Directives:
1: According to the text on Jacob E. Buerk's watchclocks, what did he use in place of a full hinge to hold the cover in place?
2: Duplicate the watchclock text from "Jacob E. Buerk" up to and including "J. E. Buerk.".

Extract:
Jacob E. Buerk commenced a business in 1861 in Boston selling the "drum" clock made by his brother, Johannes Bürk, in Schwenningen, Württemberg.  See I.D. 52.  Apparently he saw that the cost of a watchclock could be reduced by eliminating the porcelain face and the intricate, machined recording drum.  The result was his patent for a portable watchclock using a chart in the shape of a disk.  He had his brother produce a clock utilizing these simplifications.

Costs were also attacked by use of a pin rather than a full hinge to hold the cover in place, working in conjunction with a lock mechanism diametrically opposite. A fair proportion of all these pinned covers have been lost, and with them the inscribed Buerk name, but the fact that the cover was of this type serves to identify the clock as a J. E. Buerk.

Jacob's U.S. Patent of January 1, 1865 doesn't claim anything about the marking mechanism, but it pictures a system using the same sort of marking springs used in his brother's clock.  It is unknown if any clocks were produced on that design.

From evidence in a flyer of 1867, Jacob's clocks by that date or earlier were employing "tumblers" to prick the dial when one is depressed by a particular station key.  In the accompanying picture of clock No. 17527, there are six tumblers, each of which will puncture the chart at a different radius when acted upon by the corresponding key out of a set of six different keys.  There is no evidence that Mr. Buerk ever marketed a clock with more than six tumblers, though the industry later moved on to clocks with 30 tumblers.

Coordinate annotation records
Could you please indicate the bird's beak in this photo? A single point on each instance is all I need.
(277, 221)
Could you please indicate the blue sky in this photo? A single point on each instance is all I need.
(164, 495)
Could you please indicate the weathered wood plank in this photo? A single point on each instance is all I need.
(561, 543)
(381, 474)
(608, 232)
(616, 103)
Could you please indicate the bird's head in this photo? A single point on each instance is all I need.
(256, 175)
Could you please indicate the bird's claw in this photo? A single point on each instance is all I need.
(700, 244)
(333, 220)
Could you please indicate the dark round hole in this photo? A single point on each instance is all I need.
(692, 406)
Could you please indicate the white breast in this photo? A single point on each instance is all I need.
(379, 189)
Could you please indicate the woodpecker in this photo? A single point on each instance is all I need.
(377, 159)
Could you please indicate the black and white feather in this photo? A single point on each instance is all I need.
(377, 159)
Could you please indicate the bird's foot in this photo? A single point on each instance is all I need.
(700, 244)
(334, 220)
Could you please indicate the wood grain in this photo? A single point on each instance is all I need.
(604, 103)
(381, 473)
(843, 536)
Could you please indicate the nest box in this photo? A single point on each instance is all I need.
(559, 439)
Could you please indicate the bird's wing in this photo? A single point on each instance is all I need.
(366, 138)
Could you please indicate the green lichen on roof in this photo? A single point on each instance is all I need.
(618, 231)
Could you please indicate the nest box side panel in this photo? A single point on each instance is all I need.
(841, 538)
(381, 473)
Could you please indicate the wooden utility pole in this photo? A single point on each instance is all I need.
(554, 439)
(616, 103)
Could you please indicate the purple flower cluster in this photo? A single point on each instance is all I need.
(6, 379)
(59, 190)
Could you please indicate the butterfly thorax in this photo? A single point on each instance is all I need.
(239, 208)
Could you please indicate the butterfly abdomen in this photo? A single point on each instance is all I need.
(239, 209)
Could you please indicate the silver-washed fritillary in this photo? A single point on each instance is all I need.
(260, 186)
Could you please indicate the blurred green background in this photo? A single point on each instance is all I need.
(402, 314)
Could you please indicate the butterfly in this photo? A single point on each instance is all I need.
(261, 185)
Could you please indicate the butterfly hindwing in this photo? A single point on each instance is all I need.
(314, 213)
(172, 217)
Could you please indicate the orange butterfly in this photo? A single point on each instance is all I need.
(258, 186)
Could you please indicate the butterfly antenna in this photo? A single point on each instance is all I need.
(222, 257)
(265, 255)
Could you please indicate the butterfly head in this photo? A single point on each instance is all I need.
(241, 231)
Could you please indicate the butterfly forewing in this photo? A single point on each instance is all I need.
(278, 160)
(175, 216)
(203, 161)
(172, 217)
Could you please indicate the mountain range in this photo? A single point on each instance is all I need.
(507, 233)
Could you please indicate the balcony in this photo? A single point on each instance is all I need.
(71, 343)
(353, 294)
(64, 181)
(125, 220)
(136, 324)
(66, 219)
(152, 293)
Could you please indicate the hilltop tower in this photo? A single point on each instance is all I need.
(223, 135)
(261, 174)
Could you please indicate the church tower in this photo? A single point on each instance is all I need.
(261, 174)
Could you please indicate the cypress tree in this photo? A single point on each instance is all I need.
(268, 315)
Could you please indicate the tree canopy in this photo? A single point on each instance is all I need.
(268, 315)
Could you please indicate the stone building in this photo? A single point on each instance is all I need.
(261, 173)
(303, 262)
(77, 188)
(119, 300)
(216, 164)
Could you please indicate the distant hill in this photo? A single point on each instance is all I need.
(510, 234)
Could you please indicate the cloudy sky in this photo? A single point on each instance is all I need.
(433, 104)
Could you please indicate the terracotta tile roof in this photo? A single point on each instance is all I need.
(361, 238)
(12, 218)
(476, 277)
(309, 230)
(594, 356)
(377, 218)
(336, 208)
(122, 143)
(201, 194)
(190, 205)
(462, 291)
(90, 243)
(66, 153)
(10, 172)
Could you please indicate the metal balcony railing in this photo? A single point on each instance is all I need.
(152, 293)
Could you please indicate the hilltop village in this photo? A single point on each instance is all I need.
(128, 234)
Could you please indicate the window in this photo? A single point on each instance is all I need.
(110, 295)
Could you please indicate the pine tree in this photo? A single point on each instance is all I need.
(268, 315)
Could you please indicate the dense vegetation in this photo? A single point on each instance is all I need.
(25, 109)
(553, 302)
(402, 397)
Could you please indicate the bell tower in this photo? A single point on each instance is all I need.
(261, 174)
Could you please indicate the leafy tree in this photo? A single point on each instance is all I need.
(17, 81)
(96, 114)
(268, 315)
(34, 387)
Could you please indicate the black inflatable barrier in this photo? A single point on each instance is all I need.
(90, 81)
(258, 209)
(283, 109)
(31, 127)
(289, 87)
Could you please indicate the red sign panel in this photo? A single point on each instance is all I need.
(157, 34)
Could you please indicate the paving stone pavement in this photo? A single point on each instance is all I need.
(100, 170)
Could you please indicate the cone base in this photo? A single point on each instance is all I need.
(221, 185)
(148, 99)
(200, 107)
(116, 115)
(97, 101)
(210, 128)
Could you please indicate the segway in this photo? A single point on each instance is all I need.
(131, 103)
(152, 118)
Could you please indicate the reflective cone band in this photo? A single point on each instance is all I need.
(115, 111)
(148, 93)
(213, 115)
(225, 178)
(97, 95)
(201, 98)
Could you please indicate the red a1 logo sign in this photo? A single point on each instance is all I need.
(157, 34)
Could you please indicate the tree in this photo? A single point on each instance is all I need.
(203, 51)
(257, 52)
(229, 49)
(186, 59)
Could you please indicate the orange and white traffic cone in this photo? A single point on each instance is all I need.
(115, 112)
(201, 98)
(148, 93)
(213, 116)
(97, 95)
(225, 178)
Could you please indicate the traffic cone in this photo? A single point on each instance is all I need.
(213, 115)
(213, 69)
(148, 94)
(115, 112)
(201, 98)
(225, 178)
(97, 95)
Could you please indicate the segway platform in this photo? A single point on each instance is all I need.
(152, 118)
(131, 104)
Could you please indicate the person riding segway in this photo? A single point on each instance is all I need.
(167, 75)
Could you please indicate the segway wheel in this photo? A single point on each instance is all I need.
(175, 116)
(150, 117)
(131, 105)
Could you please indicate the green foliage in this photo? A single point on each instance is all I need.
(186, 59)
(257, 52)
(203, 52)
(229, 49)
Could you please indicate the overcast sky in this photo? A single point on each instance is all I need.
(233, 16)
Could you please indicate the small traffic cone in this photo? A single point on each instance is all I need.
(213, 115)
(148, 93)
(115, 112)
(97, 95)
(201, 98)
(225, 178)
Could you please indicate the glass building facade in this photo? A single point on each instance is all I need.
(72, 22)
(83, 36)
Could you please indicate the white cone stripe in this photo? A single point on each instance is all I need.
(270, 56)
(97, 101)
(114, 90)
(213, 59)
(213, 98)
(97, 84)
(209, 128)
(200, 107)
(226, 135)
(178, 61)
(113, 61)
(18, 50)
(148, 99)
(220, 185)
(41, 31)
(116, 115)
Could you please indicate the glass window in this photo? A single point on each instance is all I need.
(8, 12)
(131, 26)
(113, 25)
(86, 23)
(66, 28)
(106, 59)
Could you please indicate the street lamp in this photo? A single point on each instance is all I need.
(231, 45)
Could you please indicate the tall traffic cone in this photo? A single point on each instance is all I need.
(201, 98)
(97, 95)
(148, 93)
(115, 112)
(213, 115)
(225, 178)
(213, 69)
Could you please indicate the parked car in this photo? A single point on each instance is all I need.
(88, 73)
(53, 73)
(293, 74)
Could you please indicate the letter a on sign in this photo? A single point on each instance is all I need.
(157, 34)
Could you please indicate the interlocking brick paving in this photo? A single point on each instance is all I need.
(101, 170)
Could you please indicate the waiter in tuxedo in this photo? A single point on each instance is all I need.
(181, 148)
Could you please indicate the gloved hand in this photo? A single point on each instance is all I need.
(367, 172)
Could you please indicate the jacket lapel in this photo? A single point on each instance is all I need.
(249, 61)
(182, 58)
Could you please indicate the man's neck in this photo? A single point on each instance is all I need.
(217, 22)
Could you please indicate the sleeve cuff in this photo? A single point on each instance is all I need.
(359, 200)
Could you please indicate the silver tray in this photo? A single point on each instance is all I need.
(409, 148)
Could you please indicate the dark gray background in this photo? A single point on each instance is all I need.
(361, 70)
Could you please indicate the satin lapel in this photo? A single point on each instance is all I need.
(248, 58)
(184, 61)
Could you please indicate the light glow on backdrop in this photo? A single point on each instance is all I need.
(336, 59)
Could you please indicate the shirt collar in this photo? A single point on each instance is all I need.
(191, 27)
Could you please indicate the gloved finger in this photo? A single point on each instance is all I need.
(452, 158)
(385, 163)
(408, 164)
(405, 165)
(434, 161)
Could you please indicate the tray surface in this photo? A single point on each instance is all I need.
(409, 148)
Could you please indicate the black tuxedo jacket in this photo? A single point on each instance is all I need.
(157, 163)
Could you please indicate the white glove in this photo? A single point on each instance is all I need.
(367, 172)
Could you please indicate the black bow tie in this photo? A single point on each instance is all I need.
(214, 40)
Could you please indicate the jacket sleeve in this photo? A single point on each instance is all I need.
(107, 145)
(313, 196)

Exercise answers:
1: A pin, working with a lock mechanism on the opposite side.

2:
Jacob E. Buerk commenced a business in 1861 in Boston selling the "drum" clock made by his brother, Johannes Bürk, in Schwenningen, Württemberg.  See I.D. 52.  Apparently he saw that the cost of a watchclock could be reduced by eliminating the porcelain face and the intricate, machined recording drum.  The result was his patent for a portable watchclock using a chart in the shape of a disk.  He had his brother produce a clock utilizing these simplifications.

Costs were also attacked by use of a pin rather than a full hinge to hold the cover in place, working in conjunction with a lock mechanism diametrically opposite. A fair proportion of all these pinned covers have been lost, and with them the inscribed Buerk name, but the fact that the cover was of this type serves to identify the clock as a J. E. Buerk.